WORKING DATA:
──────
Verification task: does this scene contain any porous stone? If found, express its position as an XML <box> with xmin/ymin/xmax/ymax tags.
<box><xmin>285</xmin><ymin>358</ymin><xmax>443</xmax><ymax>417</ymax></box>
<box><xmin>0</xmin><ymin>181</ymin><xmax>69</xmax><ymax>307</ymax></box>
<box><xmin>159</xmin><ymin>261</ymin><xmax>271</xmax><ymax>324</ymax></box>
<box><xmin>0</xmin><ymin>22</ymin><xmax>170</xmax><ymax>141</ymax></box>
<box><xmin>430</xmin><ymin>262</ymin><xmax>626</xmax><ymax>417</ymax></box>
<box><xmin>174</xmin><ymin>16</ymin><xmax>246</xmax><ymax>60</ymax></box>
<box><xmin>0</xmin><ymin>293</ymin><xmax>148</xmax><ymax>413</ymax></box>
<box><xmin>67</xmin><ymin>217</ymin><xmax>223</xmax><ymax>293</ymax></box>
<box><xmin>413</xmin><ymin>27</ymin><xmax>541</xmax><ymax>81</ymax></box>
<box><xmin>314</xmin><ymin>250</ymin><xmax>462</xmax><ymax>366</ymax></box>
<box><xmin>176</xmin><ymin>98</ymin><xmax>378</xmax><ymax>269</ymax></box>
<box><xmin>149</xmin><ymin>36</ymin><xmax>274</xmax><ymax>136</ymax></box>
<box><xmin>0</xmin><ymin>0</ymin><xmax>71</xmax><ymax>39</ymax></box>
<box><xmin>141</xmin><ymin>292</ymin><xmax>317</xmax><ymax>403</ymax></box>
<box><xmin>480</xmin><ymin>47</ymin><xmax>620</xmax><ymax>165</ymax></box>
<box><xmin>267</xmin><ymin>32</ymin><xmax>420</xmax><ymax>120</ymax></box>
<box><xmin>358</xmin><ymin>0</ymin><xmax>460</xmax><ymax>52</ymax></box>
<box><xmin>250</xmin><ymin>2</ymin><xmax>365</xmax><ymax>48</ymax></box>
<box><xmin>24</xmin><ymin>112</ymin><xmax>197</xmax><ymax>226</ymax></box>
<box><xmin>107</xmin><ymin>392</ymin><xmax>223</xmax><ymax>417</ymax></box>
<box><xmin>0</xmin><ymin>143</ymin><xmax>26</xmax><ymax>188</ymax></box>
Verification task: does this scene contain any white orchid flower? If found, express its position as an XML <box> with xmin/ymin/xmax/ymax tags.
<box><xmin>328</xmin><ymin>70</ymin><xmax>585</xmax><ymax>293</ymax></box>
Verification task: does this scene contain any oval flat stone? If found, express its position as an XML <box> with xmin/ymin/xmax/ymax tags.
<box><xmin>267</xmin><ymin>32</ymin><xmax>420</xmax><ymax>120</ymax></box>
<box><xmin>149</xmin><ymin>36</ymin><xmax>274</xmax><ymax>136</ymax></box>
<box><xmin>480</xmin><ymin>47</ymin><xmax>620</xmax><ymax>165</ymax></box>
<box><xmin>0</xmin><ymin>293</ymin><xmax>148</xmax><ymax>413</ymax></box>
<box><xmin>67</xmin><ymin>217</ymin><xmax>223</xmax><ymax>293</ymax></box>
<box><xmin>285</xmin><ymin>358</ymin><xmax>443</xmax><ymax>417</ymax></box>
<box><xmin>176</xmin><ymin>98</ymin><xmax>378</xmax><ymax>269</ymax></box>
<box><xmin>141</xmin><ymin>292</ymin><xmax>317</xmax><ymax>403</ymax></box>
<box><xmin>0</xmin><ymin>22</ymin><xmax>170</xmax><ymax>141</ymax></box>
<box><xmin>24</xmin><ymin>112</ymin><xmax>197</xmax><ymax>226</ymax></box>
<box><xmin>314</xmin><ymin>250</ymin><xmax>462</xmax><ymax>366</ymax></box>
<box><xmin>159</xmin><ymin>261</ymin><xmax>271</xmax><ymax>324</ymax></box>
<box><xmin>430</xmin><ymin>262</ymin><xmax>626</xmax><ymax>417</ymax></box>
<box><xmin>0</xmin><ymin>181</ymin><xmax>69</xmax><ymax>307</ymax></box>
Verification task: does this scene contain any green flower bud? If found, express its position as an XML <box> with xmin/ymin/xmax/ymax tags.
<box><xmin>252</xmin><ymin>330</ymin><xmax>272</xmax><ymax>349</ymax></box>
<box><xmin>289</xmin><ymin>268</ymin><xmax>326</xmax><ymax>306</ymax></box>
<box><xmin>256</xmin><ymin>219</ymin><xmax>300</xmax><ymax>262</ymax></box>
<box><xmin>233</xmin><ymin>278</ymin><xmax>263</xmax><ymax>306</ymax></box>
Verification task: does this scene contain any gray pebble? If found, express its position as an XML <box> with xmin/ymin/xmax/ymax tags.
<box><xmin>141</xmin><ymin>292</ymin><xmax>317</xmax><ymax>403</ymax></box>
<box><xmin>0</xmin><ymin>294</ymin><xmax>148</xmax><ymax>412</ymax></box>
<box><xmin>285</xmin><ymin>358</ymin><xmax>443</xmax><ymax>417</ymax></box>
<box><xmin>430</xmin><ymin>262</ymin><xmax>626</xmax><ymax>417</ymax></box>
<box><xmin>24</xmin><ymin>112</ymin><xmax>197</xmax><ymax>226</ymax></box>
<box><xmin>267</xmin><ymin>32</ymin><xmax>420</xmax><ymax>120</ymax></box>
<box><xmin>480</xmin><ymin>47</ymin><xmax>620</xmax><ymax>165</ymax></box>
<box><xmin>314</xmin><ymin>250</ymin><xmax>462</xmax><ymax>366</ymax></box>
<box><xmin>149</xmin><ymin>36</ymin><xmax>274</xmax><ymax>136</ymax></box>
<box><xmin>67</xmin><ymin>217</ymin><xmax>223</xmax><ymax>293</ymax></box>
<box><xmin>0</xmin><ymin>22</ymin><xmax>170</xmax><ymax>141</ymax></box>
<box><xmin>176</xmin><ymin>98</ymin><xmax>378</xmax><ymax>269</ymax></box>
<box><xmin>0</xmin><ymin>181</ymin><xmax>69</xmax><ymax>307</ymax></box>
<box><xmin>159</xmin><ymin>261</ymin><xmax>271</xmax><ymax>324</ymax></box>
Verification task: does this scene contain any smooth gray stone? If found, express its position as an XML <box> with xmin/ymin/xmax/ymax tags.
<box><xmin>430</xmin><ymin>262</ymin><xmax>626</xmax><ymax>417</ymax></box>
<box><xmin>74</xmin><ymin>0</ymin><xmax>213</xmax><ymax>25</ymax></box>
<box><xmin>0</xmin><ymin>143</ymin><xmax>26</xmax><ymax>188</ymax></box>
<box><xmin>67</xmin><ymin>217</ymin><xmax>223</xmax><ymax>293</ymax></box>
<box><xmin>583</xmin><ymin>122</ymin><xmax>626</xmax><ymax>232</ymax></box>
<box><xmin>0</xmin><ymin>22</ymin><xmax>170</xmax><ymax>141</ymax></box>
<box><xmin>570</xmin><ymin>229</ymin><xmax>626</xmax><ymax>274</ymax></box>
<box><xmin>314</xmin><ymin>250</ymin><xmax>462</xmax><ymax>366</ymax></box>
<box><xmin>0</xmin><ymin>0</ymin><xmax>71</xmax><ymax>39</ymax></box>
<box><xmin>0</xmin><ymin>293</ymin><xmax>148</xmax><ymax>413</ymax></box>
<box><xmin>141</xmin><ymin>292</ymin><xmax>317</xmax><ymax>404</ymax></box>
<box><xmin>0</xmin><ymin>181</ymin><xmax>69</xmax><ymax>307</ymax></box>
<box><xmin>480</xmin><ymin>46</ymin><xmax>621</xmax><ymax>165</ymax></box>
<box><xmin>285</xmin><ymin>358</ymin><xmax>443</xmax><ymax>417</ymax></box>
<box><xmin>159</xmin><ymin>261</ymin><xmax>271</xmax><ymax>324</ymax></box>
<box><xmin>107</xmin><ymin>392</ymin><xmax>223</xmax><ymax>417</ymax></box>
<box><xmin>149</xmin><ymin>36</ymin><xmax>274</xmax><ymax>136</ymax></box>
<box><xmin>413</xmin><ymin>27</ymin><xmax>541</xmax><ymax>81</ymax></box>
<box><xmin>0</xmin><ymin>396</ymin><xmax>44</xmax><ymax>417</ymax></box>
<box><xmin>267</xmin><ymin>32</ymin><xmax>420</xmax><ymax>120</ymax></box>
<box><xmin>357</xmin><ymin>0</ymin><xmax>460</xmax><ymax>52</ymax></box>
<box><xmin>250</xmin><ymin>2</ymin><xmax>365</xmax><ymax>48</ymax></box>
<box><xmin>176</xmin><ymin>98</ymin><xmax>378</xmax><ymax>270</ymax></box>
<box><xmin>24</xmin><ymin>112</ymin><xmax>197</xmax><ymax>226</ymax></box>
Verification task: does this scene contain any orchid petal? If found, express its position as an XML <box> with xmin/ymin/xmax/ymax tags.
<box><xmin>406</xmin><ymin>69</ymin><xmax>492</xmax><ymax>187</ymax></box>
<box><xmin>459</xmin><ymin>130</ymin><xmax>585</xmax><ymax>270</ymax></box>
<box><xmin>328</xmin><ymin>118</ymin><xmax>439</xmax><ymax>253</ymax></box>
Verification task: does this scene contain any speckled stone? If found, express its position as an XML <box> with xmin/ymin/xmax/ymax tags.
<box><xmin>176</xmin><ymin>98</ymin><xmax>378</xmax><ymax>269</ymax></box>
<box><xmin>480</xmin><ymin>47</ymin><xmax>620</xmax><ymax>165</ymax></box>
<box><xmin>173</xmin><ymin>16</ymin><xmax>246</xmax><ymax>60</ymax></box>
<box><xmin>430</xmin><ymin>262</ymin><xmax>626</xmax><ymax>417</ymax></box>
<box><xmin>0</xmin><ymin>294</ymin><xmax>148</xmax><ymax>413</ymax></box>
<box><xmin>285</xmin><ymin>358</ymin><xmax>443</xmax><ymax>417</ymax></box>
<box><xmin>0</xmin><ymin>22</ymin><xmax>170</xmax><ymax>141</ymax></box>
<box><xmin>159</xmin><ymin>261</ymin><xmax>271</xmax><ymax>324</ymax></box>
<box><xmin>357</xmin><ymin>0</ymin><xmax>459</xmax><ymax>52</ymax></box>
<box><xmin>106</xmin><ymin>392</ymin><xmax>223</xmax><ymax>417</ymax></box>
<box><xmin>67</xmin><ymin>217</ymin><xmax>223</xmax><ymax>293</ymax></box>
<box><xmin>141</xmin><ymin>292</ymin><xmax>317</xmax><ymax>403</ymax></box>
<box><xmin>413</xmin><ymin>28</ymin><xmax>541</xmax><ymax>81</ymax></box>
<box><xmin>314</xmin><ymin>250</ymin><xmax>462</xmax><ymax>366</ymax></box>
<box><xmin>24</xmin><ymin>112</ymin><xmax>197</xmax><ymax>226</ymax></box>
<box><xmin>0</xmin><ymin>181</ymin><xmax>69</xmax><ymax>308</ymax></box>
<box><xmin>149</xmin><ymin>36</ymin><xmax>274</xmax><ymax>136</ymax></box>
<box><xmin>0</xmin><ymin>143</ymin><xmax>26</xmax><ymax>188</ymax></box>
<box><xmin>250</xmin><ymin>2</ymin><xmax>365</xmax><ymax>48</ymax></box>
──────
OBJECTIVE: Return every line of the entries above that contains the word "flower".

RESULT BELOW:
Verification task: does this scene contain any white orchid flower? If found, express its position as an XML <box> with xmin/ymin/xmax/ymax tags.
Verification task: does this scene contain any green flower bud? If found, express its position as an XML <box> with xmin/ymin/xmax/ymax tags.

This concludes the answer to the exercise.